**Passage choisi**
□ □ □ □ □ □ □
Voici 25 siècles, sur ce théâtre unique, face aux “Barbares”, des Européens se découvrirent tels.

À l'aube du Ve siècle avant notre ère, dans un monde égéen peu peuplé, sous pression des “Barbares” aux frontières de l'Hellade, les Grecs avaient une faible conscience de leur identité. Tout allait changer avec les guerres médiques et la menace d'une invasion ressentie comme celle de l'Asie.

Jusqu'alors, le Barbare était avant tout l'étranger qui ne parlait pas la langue d'Ho­mère. Sa prononciation « lourde et empâ­tée », comme la caractérisera Strabon au Ier siècle encore, suscite les moqueries. Le mot même de “Barbare” retranscrit les onoma­topées ou le bredouillis incompréhensible que les Hellènes entendaient dans la bouche du voyageur accueilli suivant les règles d'hos­pitalité, mais qui était radicalement étranger à leur univers. Si le fait linguistique était la manifestation immédiatement perceptible d'une différence, ce sont les liens du sang, de la religion, des coutumes de la terre qui fon­daient le sentiment d'appartenance.

Sentiment encore faible. Il n'interdisait pas les querelles entre les cités soucieuses de leur autonomie. Ce n'est pas en vain que l'on a pu parler de culture “agonale”, c'est-à-dire bel­liqueuse, pour les Grecs. Une vision helléno­centrée du monde, avec Delphes pour centre ou pour “nombril”, rejetait les Barbares, qu'ils soient égyptiens, carthaginois ou perses, vers des marges géographiques que seuls les voyageurs, ou encore des esprits aty­piques comme Hérodote, étaient en mesure de connaître. Pourtant, la trop grande proxi­mité du puissant empire perse à la lisière du monde grec allait radicalement modifier la perception des Barbares et, en retour, l'image que les Grecs se faisaient d'eux-mêmes.
□ □ □ □ □ □ □
**Énoncé**
Reproduisez fidèlement le passage sur les Grecs et les Barbares entre « Sentiment encore faible. » et « se faisaient d'eux-mêmes. », ces deux segments inclus. Répondez en vous fondant uniquement sur le passage.

**Extrait de données**
□ □ □ □ □ □ □
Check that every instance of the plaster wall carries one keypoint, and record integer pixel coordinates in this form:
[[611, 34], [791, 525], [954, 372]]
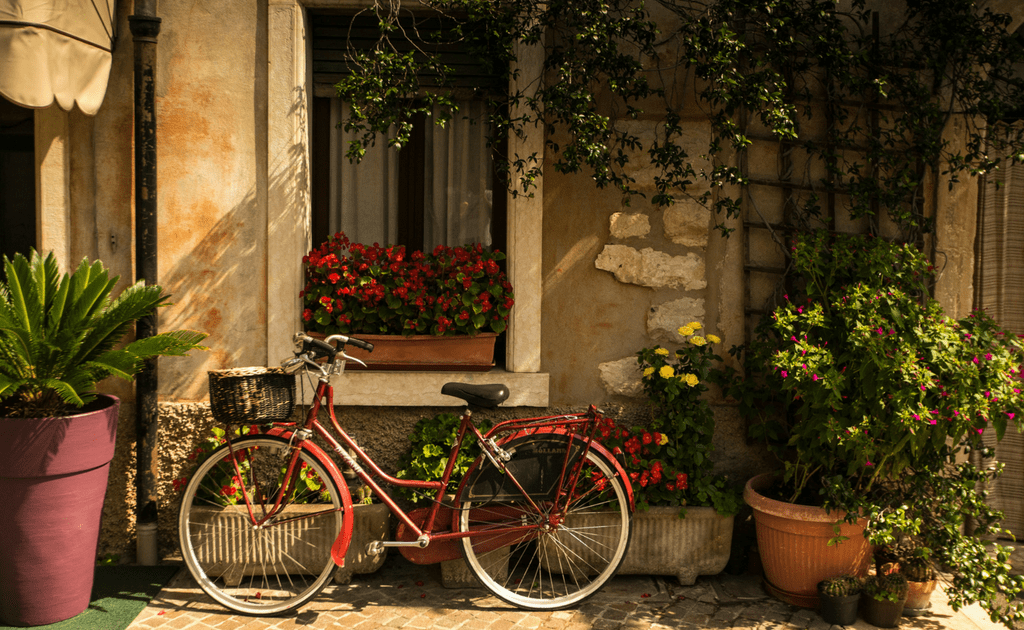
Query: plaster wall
[[221, 176]]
□ □ □ □ □ □ □
**Réponse complète**
Sentiment encore faible. Il n'interdisait pas les querelles entre les cités soucieuses de leur autonomie. Ce n'est pas en vain que l'on a pu parler de culture “agonale”, c'est-à-dire bel­liqueuse, pour les Grecs. Une vision helléno­centrée du monde, avec Delphes pour centre ou pour “nombril”, rejetait les Barbares, qu'ils soient égyptiens, carthaginois ou perses, vers des marges géographiques que seuls les voyageurs, ou encore des esprits aty­piques comme Hérodote, étaient en mesure de connaître. Pourtant, la trop grande proxi­mité du puissant empire perse à la lisière du monde grec allait radicalement modifier la perception des Barbares et, en retour, l'image que les Grecs se faisaient d'eux-mêmes.